## RECORD EXCERPTS
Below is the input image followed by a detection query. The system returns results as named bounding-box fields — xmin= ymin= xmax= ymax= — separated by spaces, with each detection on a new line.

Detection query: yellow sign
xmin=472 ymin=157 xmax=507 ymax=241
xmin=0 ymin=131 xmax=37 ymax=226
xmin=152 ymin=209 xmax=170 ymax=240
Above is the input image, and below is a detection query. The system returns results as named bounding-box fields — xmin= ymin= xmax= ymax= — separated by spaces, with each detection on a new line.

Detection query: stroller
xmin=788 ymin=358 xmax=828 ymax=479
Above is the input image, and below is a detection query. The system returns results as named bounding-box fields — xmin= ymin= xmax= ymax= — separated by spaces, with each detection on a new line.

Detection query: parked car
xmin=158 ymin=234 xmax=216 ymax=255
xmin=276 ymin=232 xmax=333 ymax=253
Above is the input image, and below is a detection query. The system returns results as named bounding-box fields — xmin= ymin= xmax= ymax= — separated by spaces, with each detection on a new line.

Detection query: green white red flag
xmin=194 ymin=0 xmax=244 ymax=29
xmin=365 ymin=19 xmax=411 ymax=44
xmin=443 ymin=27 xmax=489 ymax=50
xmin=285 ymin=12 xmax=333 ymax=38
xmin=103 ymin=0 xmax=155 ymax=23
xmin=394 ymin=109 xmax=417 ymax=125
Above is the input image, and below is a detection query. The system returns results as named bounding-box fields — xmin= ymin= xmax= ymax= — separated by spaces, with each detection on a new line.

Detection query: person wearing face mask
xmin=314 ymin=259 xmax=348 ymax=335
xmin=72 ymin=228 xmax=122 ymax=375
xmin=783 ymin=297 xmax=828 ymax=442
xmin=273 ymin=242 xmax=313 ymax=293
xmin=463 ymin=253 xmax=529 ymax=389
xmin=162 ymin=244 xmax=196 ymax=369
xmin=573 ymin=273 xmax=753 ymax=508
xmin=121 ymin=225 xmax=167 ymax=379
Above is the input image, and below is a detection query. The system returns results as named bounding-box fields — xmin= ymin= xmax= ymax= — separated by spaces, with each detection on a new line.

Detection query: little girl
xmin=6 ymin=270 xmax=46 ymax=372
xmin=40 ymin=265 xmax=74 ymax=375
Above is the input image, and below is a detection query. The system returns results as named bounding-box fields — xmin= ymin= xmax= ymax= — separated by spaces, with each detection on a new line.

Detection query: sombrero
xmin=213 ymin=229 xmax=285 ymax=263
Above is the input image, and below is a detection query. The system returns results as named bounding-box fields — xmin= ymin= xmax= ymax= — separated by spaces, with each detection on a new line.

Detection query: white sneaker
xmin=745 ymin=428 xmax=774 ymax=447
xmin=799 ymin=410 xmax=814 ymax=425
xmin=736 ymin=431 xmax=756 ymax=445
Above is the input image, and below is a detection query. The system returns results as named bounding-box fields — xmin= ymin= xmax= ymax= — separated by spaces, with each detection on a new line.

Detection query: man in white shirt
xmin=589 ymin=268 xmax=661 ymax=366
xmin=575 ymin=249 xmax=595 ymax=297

## EXERCISE TASK
State the number of lines in the records above that contain the string "white". Give only the number.

## ANSWER BELOW
3